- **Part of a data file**

####

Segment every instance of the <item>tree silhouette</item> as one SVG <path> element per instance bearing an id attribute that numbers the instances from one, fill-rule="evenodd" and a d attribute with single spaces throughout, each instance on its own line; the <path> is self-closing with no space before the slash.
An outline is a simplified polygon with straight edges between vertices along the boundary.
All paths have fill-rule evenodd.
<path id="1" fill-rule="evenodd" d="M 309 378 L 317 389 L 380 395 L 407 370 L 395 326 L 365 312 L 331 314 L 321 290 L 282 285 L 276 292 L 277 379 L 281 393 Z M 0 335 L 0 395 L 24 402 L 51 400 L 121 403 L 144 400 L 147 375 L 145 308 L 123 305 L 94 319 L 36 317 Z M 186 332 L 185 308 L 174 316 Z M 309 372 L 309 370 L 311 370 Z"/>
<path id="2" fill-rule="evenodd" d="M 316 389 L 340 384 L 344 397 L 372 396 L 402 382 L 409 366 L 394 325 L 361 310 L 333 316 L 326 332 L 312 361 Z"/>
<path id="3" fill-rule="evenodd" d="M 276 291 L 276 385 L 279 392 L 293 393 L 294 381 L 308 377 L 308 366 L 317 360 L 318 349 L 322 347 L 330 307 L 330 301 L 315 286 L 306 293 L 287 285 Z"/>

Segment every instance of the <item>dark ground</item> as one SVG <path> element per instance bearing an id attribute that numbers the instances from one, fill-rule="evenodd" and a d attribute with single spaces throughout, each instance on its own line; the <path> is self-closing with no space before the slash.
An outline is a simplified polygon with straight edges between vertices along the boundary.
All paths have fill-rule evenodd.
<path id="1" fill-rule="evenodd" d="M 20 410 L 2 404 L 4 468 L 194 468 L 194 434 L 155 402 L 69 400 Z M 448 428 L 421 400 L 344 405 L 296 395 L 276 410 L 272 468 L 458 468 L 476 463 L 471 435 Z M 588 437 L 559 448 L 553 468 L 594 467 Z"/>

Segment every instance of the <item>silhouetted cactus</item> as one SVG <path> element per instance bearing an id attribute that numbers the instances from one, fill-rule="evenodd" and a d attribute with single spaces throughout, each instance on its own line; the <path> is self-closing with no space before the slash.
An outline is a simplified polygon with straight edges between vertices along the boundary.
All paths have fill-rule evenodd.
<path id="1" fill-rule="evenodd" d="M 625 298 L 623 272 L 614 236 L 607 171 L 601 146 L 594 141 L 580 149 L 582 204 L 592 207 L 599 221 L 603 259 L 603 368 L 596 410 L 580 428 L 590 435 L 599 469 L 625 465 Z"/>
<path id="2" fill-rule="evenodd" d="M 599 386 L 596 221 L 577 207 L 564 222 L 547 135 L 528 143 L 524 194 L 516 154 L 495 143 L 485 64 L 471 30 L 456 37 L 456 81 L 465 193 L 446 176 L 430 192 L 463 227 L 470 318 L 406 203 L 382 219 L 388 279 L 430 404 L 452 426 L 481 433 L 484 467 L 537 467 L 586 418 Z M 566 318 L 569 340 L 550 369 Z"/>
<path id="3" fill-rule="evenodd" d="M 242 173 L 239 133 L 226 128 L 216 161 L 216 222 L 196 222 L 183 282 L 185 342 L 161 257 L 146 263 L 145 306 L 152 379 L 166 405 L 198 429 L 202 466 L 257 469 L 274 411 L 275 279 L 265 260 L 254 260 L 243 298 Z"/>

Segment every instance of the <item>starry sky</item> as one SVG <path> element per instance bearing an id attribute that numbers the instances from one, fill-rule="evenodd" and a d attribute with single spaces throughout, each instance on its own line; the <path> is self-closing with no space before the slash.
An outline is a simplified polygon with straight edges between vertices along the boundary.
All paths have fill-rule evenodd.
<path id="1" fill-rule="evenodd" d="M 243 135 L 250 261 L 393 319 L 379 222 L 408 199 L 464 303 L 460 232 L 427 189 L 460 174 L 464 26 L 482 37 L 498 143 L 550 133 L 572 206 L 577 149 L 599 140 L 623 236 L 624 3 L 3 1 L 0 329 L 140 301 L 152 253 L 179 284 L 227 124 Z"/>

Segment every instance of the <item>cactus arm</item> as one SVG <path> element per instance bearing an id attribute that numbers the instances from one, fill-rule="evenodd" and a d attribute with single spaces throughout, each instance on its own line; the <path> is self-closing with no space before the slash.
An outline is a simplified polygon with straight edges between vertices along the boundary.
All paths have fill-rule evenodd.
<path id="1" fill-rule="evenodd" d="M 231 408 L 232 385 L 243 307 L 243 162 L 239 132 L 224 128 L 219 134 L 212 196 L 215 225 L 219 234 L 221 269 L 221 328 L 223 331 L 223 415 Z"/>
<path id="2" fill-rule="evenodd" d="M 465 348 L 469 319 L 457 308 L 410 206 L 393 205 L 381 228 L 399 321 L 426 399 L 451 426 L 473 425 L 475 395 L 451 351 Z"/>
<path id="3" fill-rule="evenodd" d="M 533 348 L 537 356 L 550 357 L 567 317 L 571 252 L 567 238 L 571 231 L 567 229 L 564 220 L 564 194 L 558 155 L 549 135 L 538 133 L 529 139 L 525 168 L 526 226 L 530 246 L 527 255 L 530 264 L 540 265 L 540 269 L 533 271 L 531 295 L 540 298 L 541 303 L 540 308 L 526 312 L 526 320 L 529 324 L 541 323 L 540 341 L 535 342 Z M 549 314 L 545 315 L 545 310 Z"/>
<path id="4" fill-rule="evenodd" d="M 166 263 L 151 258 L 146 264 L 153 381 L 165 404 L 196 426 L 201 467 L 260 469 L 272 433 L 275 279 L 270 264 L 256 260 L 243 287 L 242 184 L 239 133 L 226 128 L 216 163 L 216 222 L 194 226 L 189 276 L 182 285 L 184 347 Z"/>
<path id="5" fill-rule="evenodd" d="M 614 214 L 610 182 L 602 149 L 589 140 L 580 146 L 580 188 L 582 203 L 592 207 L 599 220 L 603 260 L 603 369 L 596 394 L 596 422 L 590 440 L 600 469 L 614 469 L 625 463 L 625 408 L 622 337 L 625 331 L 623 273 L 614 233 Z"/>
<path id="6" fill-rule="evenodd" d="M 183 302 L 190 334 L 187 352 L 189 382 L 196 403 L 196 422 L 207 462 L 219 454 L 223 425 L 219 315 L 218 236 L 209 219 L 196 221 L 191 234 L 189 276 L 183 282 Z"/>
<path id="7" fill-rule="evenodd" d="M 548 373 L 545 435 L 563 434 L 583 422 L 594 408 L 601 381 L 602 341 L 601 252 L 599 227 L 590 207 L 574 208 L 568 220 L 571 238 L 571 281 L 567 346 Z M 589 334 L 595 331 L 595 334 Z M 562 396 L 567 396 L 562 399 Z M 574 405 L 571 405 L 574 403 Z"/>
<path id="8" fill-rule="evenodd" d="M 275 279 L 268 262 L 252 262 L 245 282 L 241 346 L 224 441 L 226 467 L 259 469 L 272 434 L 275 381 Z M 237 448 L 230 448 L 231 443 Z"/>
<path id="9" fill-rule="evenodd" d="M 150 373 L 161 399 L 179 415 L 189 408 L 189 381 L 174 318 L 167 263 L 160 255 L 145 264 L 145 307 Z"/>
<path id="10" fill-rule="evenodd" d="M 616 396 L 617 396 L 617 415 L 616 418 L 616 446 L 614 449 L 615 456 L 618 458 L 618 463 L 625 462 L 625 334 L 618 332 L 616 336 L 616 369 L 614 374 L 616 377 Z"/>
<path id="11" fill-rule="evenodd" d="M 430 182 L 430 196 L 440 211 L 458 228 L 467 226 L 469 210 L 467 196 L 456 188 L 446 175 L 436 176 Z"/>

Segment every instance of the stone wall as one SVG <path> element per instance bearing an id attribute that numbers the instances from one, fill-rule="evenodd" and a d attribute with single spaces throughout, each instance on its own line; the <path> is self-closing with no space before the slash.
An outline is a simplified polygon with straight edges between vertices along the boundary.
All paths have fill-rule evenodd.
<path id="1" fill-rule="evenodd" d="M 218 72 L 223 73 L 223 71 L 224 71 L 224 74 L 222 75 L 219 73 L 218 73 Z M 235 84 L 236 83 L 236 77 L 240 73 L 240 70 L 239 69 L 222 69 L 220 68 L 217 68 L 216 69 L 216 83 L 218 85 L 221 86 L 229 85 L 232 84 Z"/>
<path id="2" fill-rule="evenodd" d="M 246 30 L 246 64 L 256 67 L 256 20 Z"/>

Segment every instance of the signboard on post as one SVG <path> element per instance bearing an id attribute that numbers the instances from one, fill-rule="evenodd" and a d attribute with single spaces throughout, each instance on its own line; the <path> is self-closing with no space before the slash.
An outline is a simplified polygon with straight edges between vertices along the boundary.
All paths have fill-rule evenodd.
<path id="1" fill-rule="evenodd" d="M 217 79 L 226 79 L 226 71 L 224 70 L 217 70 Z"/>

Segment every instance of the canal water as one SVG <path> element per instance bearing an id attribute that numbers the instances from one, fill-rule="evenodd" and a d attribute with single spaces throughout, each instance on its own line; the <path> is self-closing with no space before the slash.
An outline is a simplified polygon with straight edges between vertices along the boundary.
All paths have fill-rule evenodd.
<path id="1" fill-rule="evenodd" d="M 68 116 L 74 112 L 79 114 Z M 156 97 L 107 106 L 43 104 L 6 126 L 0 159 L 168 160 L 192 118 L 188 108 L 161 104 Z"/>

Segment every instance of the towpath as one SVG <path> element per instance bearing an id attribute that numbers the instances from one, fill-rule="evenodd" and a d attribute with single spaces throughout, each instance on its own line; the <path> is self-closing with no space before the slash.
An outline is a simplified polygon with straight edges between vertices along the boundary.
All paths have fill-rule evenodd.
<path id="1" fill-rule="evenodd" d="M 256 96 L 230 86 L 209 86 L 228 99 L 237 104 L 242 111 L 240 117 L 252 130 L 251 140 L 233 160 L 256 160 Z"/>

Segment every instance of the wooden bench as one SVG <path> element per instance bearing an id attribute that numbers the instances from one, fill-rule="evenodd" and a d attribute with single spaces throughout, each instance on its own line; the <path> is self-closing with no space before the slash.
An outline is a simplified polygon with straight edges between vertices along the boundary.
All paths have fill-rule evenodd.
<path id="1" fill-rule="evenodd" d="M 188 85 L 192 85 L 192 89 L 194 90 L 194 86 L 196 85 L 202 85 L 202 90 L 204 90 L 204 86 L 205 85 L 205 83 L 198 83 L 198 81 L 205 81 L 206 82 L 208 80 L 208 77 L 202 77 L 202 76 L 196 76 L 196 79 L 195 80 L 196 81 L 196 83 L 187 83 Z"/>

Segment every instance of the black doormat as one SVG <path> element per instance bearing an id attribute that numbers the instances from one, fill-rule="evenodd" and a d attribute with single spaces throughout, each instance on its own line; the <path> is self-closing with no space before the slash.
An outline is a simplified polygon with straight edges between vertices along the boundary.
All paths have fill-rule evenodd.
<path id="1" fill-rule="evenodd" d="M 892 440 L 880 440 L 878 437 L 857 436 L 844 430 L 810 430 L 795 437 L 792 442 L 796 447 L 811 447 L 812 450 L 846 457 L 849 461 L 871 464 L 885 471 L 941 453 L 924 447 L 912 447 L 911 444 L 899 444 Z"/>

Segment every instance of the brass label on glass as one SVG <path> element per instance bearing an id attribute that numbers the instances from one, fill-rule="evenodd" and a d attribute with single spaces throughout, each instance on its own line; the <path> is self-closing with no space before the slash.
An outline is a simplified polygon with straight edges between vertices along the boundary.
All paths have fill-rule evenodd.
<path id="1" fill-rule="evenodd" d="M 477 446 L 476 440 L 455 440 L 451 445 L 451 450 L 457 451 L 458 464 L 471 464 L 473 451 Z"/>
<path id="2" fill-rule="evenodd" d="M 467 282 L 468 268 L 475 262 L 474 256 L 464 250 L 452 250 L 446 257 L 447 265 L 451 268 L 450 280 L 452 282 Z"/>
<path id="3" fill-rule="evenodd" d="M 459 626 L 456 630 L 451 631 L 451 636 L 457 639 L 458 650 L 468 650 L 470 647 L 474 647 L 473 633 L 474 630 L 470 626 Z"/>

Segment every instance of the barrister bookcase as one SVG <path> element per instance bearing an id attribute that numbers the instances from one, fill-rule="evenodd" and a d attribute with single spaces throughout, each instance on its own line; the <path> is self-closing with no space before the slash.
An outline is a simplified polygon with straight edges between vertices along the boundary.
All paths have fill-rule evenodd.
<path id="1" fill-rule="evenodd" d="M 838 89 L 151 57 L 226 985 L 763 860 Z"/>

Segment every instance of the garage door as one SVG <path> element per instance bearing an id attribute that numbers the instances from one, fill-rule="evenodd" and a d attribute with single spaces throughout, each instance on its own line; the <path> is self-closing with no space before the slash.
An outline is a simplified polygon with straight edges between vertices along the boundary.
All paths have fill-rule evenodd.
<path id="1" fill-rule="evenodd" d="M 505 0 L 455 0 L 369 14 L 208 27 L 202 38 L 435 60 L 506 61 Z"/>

####

- **Aim of the task**
Quote only the lines from the line containing "Segment every instance of the barrister" through the end of the entries, keeping the first and the last.

- **Solution for this exercise**
Segment every instance of the barrister bookcase as one SVG <path> element per instance bearing an id attribute that numbers the instances from one, fill-rule="evenodd" and a d attribute with single spaces throughout, each instance on its own line; the <path> is self-closing with no space before the slash.
An outline is a simplified polygon with straight edges between vertices along the boundary.
All paths have fill-rule evenodd.
<path id="1" fill-rule="evenodd" d="M 838 89 L 151 57 L 226 985 L 763 860 Z"/>

Segment every instance of the garage door as one SVG <path> element per instance bearing an id attribute that numbers the instances from one, fill-rule="evenodd" and a d attribute with single spaces throughout, each instance on its own line; the <path> is self-closing with no space before the slash.
An outline is a simplified polygon with straight edges between vertices along the boundary.
All paths have fill-rule evenodd.
<path id="1" fill-rule="evenodd" d="M 505 0 L 455 0 L 369 14 L 208 27 L 202 38 L 435 60 L 506 61 Z"/>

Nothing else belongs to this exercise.